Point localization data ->
== Segment start ==

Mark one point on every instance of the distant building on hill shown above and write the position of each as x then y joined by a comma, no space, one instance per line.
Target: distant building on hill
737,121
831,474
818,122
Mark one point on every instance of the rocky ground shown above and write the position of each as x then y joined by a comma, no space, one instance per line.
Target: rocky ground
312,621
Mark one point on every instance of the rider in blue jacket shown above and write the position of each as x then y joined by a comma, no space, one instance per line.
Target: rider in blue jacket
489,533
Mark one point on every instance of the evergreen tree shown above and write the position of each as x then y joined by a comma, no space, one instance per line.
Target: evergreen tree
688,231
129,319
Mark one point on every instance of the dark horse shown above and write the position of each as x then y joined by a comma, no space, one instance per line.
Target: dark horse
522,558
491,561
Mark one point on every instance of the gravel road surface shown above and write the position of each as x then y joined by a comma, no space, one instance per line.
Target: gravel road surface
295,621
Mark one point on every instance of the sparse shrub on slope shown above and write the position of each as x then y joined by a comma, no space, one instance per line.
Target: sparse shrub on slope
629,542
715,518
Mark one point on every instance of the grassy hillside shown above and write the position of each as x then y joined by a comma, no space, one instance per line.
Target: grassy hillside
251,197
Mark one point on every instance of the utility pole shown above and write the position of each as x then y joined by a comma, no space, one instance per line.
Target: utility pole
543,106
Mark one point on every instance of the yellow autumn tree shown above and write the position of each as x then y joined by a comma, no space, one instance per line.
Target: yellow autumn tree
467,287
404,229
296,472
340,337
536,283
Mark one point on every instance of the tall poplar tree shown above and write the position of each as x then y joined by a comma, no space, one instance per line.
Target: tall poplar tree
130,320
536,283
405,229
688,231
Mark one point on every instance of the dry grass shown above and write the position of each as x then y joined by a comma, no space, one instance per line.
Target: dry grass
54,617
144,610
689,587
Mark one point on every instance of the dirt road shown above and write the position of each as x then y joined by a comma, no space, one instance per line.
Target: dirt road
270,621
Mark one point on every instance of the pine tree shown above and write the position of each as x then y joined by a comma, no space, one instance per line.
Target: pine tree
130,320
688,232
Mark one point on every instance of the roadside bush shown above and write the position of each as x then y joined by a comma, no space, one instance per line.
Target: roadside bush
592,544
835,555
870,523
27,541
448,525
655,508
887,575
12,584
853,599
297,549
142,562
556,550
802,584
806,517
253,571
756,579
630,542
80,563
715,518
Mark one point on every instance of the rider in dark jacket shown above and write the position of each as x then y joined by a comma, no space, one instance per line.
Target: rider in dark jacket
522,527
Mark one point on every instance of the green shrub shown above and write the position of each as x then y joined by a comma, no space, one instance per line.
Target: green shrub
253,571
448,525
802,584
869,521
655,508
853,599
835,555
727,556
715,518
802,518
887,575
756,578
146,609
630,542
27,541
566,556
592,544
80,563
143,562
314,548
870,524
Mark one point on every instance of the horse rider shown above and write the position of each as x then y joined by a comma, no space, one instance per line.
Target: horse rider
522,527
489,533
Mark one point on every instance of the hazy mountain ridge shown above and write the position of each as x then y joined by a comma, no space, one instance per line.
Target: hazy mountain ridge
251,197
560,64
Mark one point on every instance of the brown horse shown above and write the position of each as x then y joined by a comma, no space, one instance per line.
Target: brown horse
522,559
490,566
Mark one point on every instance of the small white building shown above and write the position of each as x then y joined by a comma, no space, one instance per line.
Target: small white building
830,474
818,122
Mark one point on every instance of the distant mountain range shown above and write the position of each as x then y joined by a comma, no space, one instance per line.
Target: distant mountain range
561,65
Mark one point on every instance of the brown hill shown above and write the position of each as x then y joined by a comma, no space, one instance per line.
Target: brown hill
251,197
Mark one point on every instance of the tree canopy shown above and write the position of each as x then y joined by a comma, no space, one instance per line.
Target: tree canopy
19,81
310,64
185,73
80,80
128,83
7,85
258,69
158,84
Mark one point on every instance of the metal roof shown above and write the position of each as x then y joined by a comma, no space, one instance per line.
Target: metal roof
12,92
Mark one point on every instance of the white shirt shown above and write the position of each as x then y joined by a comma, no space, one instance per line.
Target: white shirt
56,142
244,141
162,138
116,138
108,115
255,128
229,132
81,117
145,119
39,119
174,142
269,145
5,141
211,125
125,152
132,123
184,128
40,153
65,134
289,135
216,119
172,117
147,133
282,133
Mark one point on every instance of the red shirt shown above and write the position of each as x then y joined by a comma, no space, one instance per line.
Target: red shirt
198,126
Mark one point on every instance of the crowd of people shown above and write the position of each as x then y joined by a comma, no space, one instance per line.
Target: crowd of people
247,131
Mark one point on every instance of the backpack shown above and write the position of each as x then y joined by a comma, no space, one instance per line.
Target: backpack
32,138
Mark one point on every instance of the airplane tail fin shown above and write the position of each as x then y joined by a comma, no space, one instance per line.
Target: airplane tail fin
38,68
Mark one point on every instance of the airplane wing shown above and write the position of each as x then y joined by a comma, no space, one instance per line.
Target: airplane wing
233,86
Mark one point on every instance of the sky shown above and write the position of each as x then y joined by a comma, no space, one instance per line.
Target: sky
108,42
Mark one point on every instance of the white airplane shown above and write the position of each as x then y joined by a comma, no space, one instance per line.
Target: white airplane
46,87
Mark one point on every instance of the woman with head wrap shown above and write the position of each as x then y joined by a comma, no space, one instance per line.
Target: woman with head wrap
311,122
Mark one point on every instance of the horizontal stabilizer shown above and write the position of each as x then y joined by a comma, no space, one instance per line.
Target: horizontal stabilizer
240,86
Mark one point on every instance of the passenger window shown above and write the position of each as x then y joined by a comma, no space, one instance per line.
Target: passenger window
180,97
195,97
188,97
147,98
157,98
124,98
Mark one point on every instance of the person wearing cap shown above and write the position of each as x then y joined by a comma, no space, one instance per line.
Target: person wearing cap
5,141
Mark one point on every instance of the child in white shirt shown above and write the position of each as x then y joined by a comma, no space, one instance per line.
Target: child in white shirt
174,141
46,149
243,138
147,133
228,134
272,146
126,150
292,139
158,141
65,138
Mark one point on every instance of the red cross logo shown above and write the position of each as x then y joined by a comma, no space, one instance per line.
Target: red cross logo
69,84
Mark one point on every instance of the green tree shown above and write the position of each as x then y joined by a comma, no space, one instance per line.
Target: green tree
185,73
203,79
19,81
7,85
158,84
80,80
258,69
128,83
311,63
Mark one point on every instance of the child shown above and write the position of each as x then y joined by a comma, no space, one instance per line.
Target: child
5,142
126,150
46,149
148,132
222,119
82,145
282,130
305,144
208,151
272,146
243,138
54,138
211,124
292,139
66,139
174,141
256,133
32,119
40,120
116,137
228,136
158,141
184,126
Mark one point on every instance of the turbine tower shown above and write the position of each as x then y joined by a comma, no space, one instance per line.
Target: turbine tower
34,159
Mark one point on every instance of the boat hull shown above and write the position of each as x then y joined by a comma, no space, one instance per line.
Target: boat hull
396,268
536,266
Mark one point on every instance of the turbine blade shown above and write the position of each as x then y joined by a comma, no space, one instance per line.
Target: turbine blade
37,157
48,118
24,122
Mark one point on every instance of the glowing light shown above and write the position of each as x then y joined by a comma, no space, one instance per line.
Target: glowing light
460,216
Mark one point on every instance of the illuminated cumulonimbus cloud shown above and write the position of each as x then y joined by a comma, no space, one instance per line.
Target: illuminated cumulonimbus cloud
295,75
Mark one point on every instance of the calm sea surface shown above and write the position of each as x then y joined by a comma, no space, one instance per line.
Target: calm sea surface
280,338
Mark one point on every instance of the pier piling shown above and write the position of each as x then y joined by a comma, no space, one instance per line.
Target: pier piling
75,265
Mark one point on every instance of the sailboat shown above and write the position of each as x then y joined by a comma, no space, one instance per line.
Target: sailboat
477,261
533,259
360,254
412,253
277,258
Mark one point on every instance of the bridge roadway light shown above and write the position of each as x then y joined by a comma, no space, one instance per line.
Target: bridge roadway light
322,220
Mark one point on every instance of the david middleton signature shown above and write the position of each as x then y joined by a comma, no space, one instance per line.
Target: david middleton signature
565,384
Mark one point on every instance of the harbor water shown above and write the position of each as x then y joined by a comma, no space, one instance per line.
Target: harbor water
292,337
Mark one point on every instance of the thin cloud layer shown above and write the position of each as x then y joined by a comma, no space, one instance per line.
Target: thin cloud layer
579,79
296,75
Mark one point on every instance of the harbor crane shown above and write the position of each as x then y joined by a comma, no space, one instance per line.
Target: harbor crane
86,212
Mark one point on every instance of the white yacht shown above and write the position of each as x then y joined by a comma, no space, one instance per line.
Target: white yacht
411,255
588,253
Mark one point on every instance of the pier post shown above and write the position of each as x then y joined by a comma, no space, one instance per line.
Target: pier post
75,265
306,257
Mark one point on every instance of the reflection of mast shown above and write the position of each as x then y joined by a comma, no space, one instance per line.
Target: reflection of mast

== Segment end ==

WHAT IS BEING ASKED ->
In the data above, which lines include "mast"? Return those lines.

ANSWER TO THE PROBLEM ->
Mark one point on every instance of the reflection of mast shown above and write the position of each as x then y joined by a comma, no space, one instance per line.
Target: reflection of mast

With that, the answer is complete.